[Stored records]
== == ==
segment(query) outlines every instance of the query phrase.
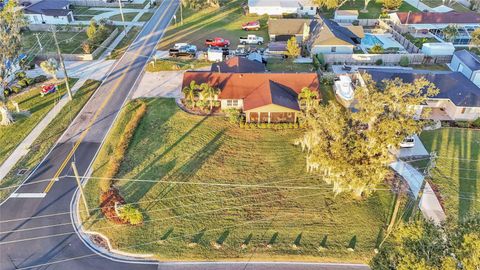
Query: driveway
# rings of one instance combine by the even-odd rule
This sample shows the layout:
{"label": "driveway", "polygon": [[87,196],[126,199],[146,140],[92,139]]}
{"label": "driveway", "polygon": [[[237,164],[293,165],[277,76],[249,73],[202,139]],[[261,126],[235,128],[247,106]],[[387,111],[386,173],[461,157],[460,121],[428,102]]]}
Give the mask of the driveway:
{"label": "driveway", "polygon": [[185,71],[145,72],[132,98],[166,97],[180,98]]}

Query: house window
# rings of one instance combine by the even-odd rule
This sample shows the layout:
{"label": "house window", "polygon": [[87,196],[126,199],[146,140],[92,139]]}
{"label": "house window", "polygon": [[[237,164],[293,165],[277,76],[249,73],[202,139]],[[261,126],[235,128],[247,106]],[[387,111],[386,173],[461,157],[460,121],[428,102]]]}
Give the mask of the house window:
{"label": "house window", "polygon": [[458,65],[458,70],[457,70],[457,71],[458,71],[458,72],[462,72],[462,71],[463,71],[463,65],[462,65],[462,64],[459,64],[459,65]]}
{"label": "house window", "polygon": [[227,107],[238,107],[238,99],[227,99]]}
{"label": "house window", "polygon": [[336,52],[336,51],[337,51],[337,47],[332,47],[331,52]]}
{"label": "house window", "polygon": [[313,10],[313,7],[310,7],[310,10]]}

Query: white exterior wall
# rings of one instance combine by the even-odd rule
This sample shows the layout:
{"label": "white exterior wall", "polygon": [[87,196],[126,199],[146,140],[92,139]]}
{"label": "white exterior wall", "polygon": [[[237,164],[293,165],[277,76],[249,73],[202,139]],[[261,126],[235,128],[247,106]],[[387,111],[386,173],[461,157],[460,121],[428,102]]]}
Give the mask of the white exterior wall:
{"label": "white exterior wall", "polygon": [[337,21],[337,22],[342,22],[342,23],[353,22],[353,21],[355,21],[355,20],[358,20],[358,16],[354,16],[354,15],[337,15],[337,14],[335,14],[333,20],[334,20],[334,21]]}
{"label": "white exterior wall", "polygon": [[[45,16],[41,14],[25,14],[30,24],[69,24],[73,21],[73,14],[70,12],[67,16]],[[68,17],[70,16],[70,21]]]}
{"label": "white exterior wall", "polygon": [[238,101],[238,106],[237,107],[231,107],[231,106],[227,105],[227,99],[221,99],[220,100],[220,107],[222,108],[222,110],[230,109],[230,108],[236,108],[236,109],[243,110],[243,99],[237,99],[237,101]]}
{"label": "white exterior wall", "polygon": [[463,62],[460,61],[456,55],[454,55],[452,58],[450,69],[461,72],[463,75],[465,75],[465,77],[470,79],[470,81],[480,87],[480,70],[472,71],[469,67],[463,64]]}
{"label": "white exterior wall", "polygon": [[[335,47],[335,52],[332,52],[332,47]],[[311,54],[352,54],[352,45],[339,45],[339,46],[326,46],[326,45],[314,45],[310,50]]]}
{"label": "white exterior wall", "polygon": [[475,72],[473,72],[472,74],[472,77],[470,78],[470,80],[476,84],[478,87],[480,87],[480,70],[476,70]]}
{"label": "white exterior wall", "polygon": [[480,107],[459,107],[449,99],[431,99],[423,108],[443,108],[445,113],[453,120],[473,121],[480,117]]}
{"label": "white exterior wall", "polygon": [[317,13],[316,7],[313,6],[303,6],[303,7],[281,7],[281,6],[249,6],[248,10],[250,13],[263,15],[274,15],[280,16],[283,14],[298,14],[298,15],[309,15],[314,16]]}

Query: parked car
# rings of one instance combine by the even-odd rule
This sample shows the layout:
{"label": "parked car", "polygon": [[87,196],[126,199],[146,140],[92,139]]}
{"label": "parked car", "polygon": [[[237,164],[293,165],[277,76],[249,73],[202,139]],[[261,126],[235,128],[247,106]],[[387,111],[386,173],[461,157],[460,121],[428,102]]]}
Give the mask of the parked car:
== == ==
Directions: All of the entries above should be retyped exactly, with the pictures left out.

Completed exercise:
segment(query) outlines every instance of the query phrase.
Query: driveway
# rings of one instance combine by the even-odd rule
This sample shows the layout:
{"label": "driveway", "polygon": [[87,196],[126,199],[146,140],[92,139]]}
{"label": "driveway", "polygon": [[[237,164],[293,165],[277,76],[249,73],[202,139]],[[261,126],[235,128],[247,106]],[[387,111],[386,173],[461,157],[460,121],[428,102]]]}
Give the mask of the driveway:
{"label": "driveway", "polygon": [[185,71],[145,72],[132,98],[166,97],[180,98]]}

Query: house window
# rings of one instance combine by the even-odd rule
This sample shows the layout:
{"label": "house window", "polygon": [[87,196],[126,199],[146,140],[92,139]]}
{"label": "house window", "polygon": [[[237,164],[293,165],[277,76],[249,73],[202,139]],[[261,126],[235,128],[247,106]],[[387,111],[386,173],[461,157],[460,121],[428,102]]]}
Give the mask of the house window:
{"label": "house window", "polygon": [[458,65],[458,70],[457,70],[457,71],[458,71],[458,72],[462,72],[462,71],[463,71],[463,65],[462,65],[462,64],[459,64],[459,65]]}
{"label": "house window", "polygon": [[227,107],[238,107],[238,99],[227,99]]}
{"label": "house window", "polygon": [[336,52],[336,51],[337,51],[337,47],[332,47],[331,52]]}
{"label": "house window", "polygon": [[313,10],[313,7],[310,7],[310,10]]}

Query: white exterior wall
# rings of one instance combine by the even-odd rule
This sample shows the layout:
{"label": "white exterior wall", "polygon": [[87,196],[126,199],[146,140],[92,139]]}
{"label": "white exterior wall", "polygon": [[[237,164],[293,165],[277,76],[249,73],[202,139]],[[261,126],[235,128],[247,106]],[[387,111],[386,173],[461,157],[460,121],[428,102]]]}
Give the mask of the white exterior wall:
{"label": "white exterior wall", "polygon": [[337,21],[337,22],[342,22],[342,23],[353,22],[353,21],[355,21],[355,20],[358,20],[358,16],[354,16],[354,15],[337,15],[337,14],[335,14],[333,20],[334,20],[334,21]]}
{"label": "white exterior wall", "polygon": [[[45,16],[41,14],[25,14],[30,24],[69,24],[73,21],[73,14],[70,12],[67,16]],[[68,17],[70,16],[70,21]]]}
{"label": "white exterior wall", "polygon": [[238,101],[238,106],[237,107],[231,107],[231,106],[227,105],[227,99],[221,99],[220,100],[220,107],[222,108],[222,110],[230,109],[230,108],[236,108],[236,109],[243,110],[243,99],[237,99],[237,101]]}
{"label": "white exterior wall", "polygon": [[463,62],[460,61],[456,55],[454,55],[452,58],[450,69],[461,72],[463,75],[465,75],[465,77],[470,79],[470,81],[480,87],[480,70],[472,71],[469,67],[463,64]]}
{"label": "white exterior wall", "polygon": [[[335,47],[335,52],[332,52],[332,47]],[[311,54],[352,54],[352,45],[339,45],[339,46],[326,46],[326,45],[314,45],[310,50]]]}
{"label": "white exterior wall", "polygon": [[475,72],[473,72],[472,74],[472,77],[470,78],[470,80],[476,84],[478,87],[480,87],[480,70],[476,70]]}
{"label": "white exterior wall", "polygon": [[480,107],[459,107],[449,99],[431,99],[423,108],[443,108],[445,113],[453,120],[473,121],[480,117]]}
{"label": "white exterior wall", "polygon": [[317,13],[316,7],[313,6],[303,6],[303,7],[281,7],[281,6],[249,6],[248,10],[250,13],[263,15],[274,15],[280,16],[283,14],[298,14],[298,15],[309,15],[314,16]]}

Query: parked car
# rings of one instance combine by the even-odd rule
This sample shows the layout:
{"label": "parked car", "polygon": [[87,196],[126,199],[146,140],[92,139]]}
{"label": "parked car", "polygon": [[[237,164],[293,165],[277,76],[249,73],[202,139]],[[261,126],[235,128],[247,106]],[[387,111],[386,173],[461,157],[460,121],[428,102]]]}
Give the mask of the parked car:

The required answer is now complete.